Bacaan:
↓↓↓

Untuk kepala sekolah dan pengawas sekolah, artinya mungkin dianggap tidak bisa
‘mengatur’. Untuk kepala UPTD pendidikan, mungkin artinya tak jadi naik
jabatan. Dan seterusnya.
Tiap daerah berlomba dapat nilai
bagus. Sayangnya perlombaan itu tak ditemani pemerataan kualitas pendidikan.
Indikatornya dari ketidakmerataan fasilitas pendidikan dan kualitas guru.
Menteri pendidikan membuat perlombaan. Gubernur, bupati, dinas pendidikan,
semua ingin turut serta. Di bawahnya ingin terlihat menyumbang kemenangan.
Jalan pintas pun dipilih.
Tapi mau bilang apa? Mereka semua korban.
Korban dari mata rantai perlombaan tahunan yang ending-nya selalu menyedihkan.

↑↑↑

Informasi Terekstraksi:
↓↓↓

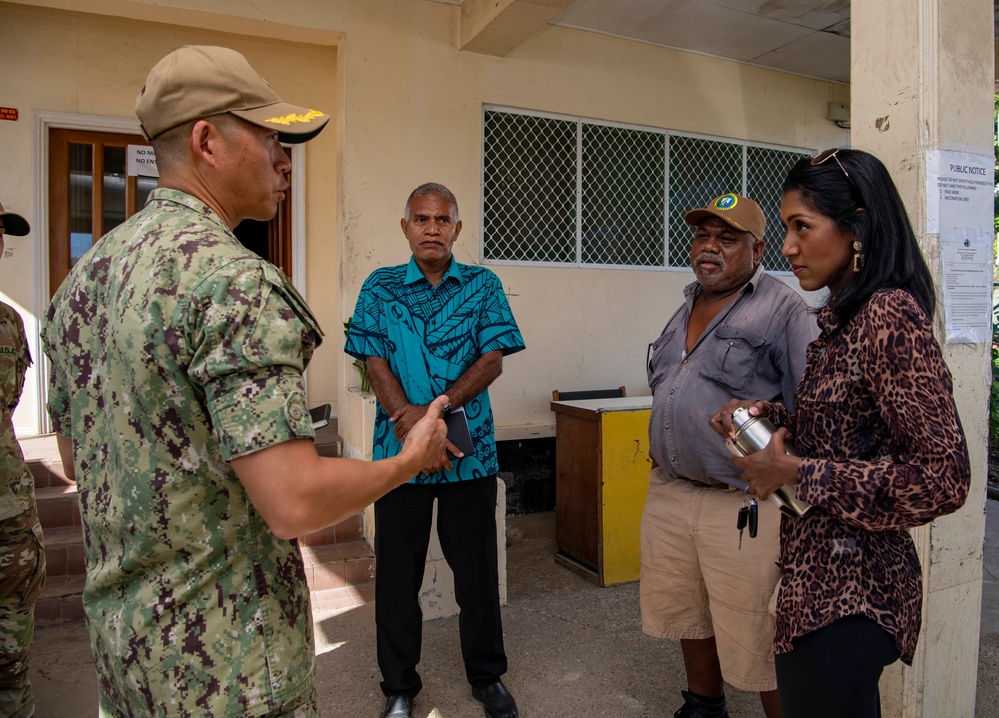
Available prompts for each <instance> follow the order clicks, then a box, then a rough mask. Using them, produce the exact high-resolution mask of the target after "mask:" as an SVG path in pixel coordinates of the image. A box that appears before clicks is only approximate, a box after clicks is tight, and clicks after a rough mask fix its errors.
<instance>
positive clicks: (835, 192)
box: [782, 150, 936, 325]
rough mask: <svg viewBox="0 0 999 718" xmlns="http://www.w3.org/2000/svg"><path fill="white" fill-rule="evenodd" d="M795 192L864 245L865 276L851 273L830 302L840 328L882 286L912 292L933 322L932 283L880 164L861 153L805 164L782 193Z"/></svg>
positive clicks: (791, 172) (908, 218)
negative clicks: (895, 288)
mask: <svg viewBox="0 0 999 718" xmlns="http://www.w3.org/2000/svg"><path fill="white" fill-rule="evenodd" d="M836 160H839V161H840V163H841V164H842V167H840V165H838V164H837V163H836ZM847 173H849V176H847ZM793 190H798V191H799V192H801V198H802V201H804V202H805V204H807V205H808V206H809V207H810V208H812V209H813V210H815V211H816V212H819V213H821V214H824V215H825V216H827V217H829V218H830V219H832V220H833V221H834V222H835V223H836V226H837V227H839V229H840V231H842V232H848V233H852V234H853V235H854V236H855V237H856V238H857V239H858V240H860V243H861V250H860V251H861V252H862V253H863V265H862V267H861V268H860V271H859V272H856V273H851V274H850V276H849V278H848V279H847V281H846V283H845V284H844V285H843V287H842V288H841V289H840V290H839V291H838V292H837V293H836V294H835V295H834V296H833V297H832V298H831V299H830V300H829V306H831V307H832V308H833V310H835V312H836V314H837V315H838V316H839V320H840V324H841V325H842V324H846V323H847V322H848V321H850V319H851V318H852V317H853V315H854V314H856V313H857V310H858V309H860V307H861V306H863V305H864V304H865V303H866V302H867V300H868V299H870V296H871V295H872V294H873V293H874V292H875V291H877V290H878V289H881V288H882V287H897V288H899V289H904V290H905V291H907V292H909V294H911V295H912V296H913V298H915V300H916V302H917V303H918V304H919V306H920V307H922V309H923V311H924V312H926V315H927V316H928V317H929V318H930V319H932V318H933V311H934V309H935V308H936V295H935V294H934V291H933V278H932V276H931V275H930V270H929V268H928V267H927V266H926V260H925V259H923V255H922V253H921V252H920V251H919V245H918V244H917V243H916V235H915V234H914V233H913V231H912V225H911V224H910V223H909V216H908V214H906V211H905V205H904V204H903V203H902V198H901V197H900V196H899V194H898V189H896V187H895V183H894V182H893V181H892V179H891V175H890V174H888V170H887V169H886V168H885V166H884V165H883V164H882V163H881V160H879V159H878V158H877V157H875V156H874V155H872V154H870V153H868V152H863V151H862V150H840V151H839V152H838V153H837V154H836V156H835V157H830V158H829V159H828V160H826V161H825V162H823V163H822V164H819V165H813V164H812V163H811V161H810V160H807V159H804V160H800V161H799V162H797V163H796V164H795V165H794V167H792V168H791V171H790V172H788V174H787V177H786V178H785V179H784V187H783V190H782V191H783V193H784V194H787V193H788V192H791V191H793ZM860 209H863V210H864V211H863V212H859V211H858V210H860ZM848 271H849V270H848Z"/></svg>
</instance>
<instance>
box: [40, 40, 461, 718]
mask: <svg viewBox="0 0 999 718" xmlns="http://www.w3.org/2000/svg"><path fill="white" fill-rule="evenodd" d="M136 114H137V116H138V117H139V120H140V122H141V123H142V128H143V132H144V133H145V135H146V136H147V138H149V139H150V140H151V141H152V144H153V147H154V149H155V152H156V157H157V163H158V167H159V171H160V182H159V189H157V190H155V191H154V192H153V193H152V194H151V195H150V198H149V200H148V202H147V204H146V206H145V208H144V209H143V210H142V211H141V212H139V213H138V214H136V215H135V216H133V217H132V218H131V219H129V220H128V221H126V222H125V223H124V224H123V225H121V226H120V227H118V228H117V229H115V230H113V231H112V232H110V233H109V234H108V235H106V236H105V237H104V238H103V239H101V241H100V242H98V243H97V244H96V245H95V246H94V248H93V249H92V250H91V251H90V252H89V253H88V254H87V255H85V256H84V257H83V258H82V259H81V260H80V261H79V262H78V263H77V265H76V266H75V267H74V269H73V271H72V272H71V273H70V275H69V277H68V278H67V279H66V281H65V282H64V283H63V285H62V286H61V287H60V288H59V291H58V292H57V293H56V296H55V298H54V299H53V301H52V305H51V306H50V307H49V310H48V313H47V316H46V319H45V324H44V328H43V342H44V349H45V353H46V354H47V355H48V356H49V358H50V359H51V362H52V374H51V380H50V389H49V411H50V413H51V415H52V420H53V424H54V427H55V431H56V433H57V434H58V437H59V446H60V451H61V452H62V453H63V456H64V463H65V465H66V466H67V467H72V472H73V473H75V476H76V478H77V481H78V485H79V496H80V506H81V512H82V515H83V528H84V537H85V550H86V559H87V585H86V588H85V591H84V606H85V610H86V614H87V624H88V628H89V631H90V637H91V645H92V648H93V651H94V655H95V658H96V663H97V672H98V682H99V692H100V704H101V710H102V715H108V716H131V715H142V716H213V717H214V718H221V717H222V716H260V715H267V716H315V715H318V707H317V705H316V699H315V691H314V688H313V677H314V673H315V659H314V643H313V636H312V621H311V614H310V610H309V593H308V588H307V586H306V583H305V575H304V570H303V566H302V561H301V557H300V555H299V552H298V547H297V545H296V543H295V542H294V541H293V540H292V539H293V538H294V537H295V536H298V535H301V534H304V533H308V532H311V531H315V530H318V529H319V528H322V527H324V526H328V525H330V524H332V523H335V522H336V521H338V520H340V519H342V518H344V517H346V516H350V515H352V514H354V513H356V512H357V511H359V510H360V509H361V508H363V507H364V506H366V505H367V504H369V503H370V502H371V501H373V500H374V499H375V498H377V497H378V496H380V495H381V494H382V493H384V492H385V491H388V490H389V489H391V488H393V487H395V486H397V485H399V484H401V483H404V482H405V481H407V480H408V479H409V478H410V477H411V476H412V474H413V473H414V472H417V471H419V470H420V469H421V468H422V467H424V466H428V465H436V464H437V463H440V461H441V457H443V456H444V454H443V451H444V448H443V447H444V423H443V421H441V420H440V414H441V409H442V408H443V406H444V404H445V403H446V401H447V399H446V397H439V398H438V399H437V400H436V401H435V402H434V405H433V407H432V408H431V411H430V412H429V413H428V420H427V421H425V422H422V423H421V425H420V426H418V427H415V436H414V433H411V434H410V439H411V440H410V441H409V442H407V445H406V446H405V447H404V451H403V454H402V455H400V457H398V458H399V459H401V460H398V461H381V462H374V463H367V462H361V461H353V460H348V459H323V458H320V457H319V456H318V455H317V453H316V450H315V447H314V446H313V443H312V437H313V431H312V425H311V420H310V417H309V412H308V411H307V409H306V403H305V387H304V384H303V380H302V372H303V371H304V370H305V367H306V365H307V363H308V362H309V359H310V358H311V356H312V353H313V350H314V349H315V347H316V346H318V344H319V342H320V340H321V333H320V330H319V327H318V326H317V324H316V321H315V319H314V318H313V316H312V314H311V312H310V311H309V309H308V308H307V307H306V305H305V302H304V301H303V300H302V299H301V297H300V296H299V295H298V294H297V292H296V291H295V290H294V289H293V288H292V286H291V284H290V283H289V282H288V280H287V278H286V277H285V276H284V275H283V274H282V273H281V272H280V271H279V270H278V269H276V268H275V267H274V266H272V265H270V264H268V263H267V262H265V261H263V260H261V259H260V258H259V257H257V256H256V255H255V254H253V253H252V252H250V251H248V250H246V249H244V248H243V247H242V246H240V244H239V243H238V242H237V241H236V238H235V236H234V235H233V233H232V229H233V228H234V227H235V226H236V225H237V224H238V223H239V222H240V221H242V220H243V219H246V218H253V219H258V220H267V219H270V218H271V217H273V216H274V214H275V212H276V210H277V205H278V202H279V201H280V200H281V199H283V198H284V193H285V192H286V191H287V189H288V182H287V177H286V175H287V173H288V172H289V171H290V162H289V161H288V156H287V154H286V153H285V151H284V148H283V147H282V146H281V142H292V143H293V142H304V141H306V140H309V139H311V138H312V137H314V136H316V135H317V134H318V133H319V131H320V130H322V128H323V127H324V126H325V124H326V122H327V121H328V119H329V118H328V117H327V116H326V115H324V114H323V113H321V112H317V111H315V110H307V109H305V108H301V107H295V106H292V105H288V104H286V103H283V102H282V101H281V100H280V98H279V97H278V96H277V94H276V93H275V92H274V91H273V90H272V89H271V88H270V86H269V85H267V84H266V82H265V81H264V80H263V79H262V78H261V77H260V76H259V75H257V73H256V72H255V71H254V70H253V69H252V68H251V67H250V66H249V64H248V63H247V61H246V59H245V58H244V57H243V56H242V55H240V54H238V53H236V52H234V51H232V50H228V49H225V48H218V47H200V46H199V47H185V48H181V49H180V50H177V51H175V52H173V53H171V54H169V55H167V56H166V57H165V58H163V59H162V60H161V61H160V62H159V63H157V65H156V66H155V67H154V68H153V69H152V71H151V72H150V74H149V76H148V78H147V80H146V84H145V86H144V87H143V90H142V92H141V94H140V96H139V98H138V100H137V103H136Z"/></svg>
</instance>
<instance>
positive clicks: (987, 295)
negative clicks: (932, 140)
mask: <svg viewBox="0 0 999 718" xmlns="http://www.w3.org/2000/svg"><path fill="white" fill-rule="evenodd" d="M994 161H995V160H994V158H993V157H992V155H976V154H971V153H967V152H950V151H946V150H930V151H928V152H927V153H926V231H927V232H928V233H929V234H939V235H940V259H941V263H942V275H941V292H942V294H943V305H944V306H943V309H944V322H945V335H946V341H947V343H948V344H981V343H985V342H991V341H992V276H993V270H994V268H993V258H992V242H993V239H994V237H993V224H992V214H993V193H994V190H995V187H994V185H995V177H994V174H993V172H994Z"/></svg>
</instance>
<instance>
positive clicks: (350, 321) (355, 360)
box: [343, 100, 999, 436]
mask: <svg viewBox="0 0 999 718" xmlns="http://www.w3.org/2000/svg"><path fill="white" fill-rule="evenodd" d="M997 102H999V100H997ZM352 321H353V317H351V318H350V319H348V320H347V321H345V322H344V323H343V335H344V336H347V333H348V332H349V331H350V323H351V322H352ZM354 366H356V367H357V371H358V373H359V374H360V375H361V391H365V392H367V391H371V382H370V381H368V365H367V364H365V363H364V362H362V361H361V360H360V359H355V360H354ZM993 386H994V385H993ZM997 436H999V434H997Z"/></svg>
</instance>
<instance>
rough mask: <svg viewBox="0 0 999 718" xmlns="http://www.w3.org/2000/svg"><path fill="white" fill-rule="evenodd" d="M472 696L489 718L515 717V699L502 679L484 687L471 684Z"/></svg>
mask: <svg viewBox="0 0 999 718" xmlns="http://www.w3.org/2000/svg"><path fill="white" fill-rule="evenodd" d="M472 697H473V698H475V700H477V701H478V702H479V703H481V704H482V705H483V706H484V707H485V709H486V715H487V716H489V718H517V716H519V715H520V713H519V712H518V711H517V701H515V700H514V699H513V696H512V695H510V691H508V690H507V689H506V686H504V685H503V681H496V682H495V683H490V684H489V685H488V686H486V687H485V688H476V687H475V686H472Z"/></svg>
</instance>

↑↑↑

Instruksi A: Terjemahkan kalimat dari bacaan berikut ke dalam bahasa Inggris: "Indikatornya dari ketidakmerataan fasilitas pendidikan dan kualitas guru."
Instruksi B:
Jawablah pertanyaan berikut berdasarkan bacaan.
(i) Bagi kepala UPTD pendidikan, apa kemungkinan artinya?
(ii) Siapa yang membuat perlombaan?
(iii) Perlombaan itu tidak ditemani oleh apa?
Instruksi C: Cetaklah bagian bacaan mulai dari "Tiap daerah berlomba" sampai dengan "ending-nya selalu menyedihkan.".

Hasil Tugas A: The indicators are the unequal distribution of educational facilities and of teacher quality.

Hasil Tugas B:
(i) Tak jadi naik jabatan.
(ii) Menteri pendidikan.
(iii) Pemerataan kualitas pendidikan.

Hasil Tugas C:
Tiap daerah berlomba dapat nilai
bagus. Sayangnya perlombaan itu tak ditemani pemerataan kualitas pendidikan.
Indikatornya dari ketidakmerataan fasilitas pendidikan dan kualitas guru.
Menteri pendidikan membuat perlombaan. Gubernur, bupati, dinas pendidikan,
semua ingin turut serta. Di bawahnya ingin terlihat menyumbang kemenangan.
Jalan pintas pun dipilih.
Tapi mau bilang apa? Mereka semua korban.
Korban dari mata rantai perlombaan tahunan yang ending-nya selalu menyedihkan.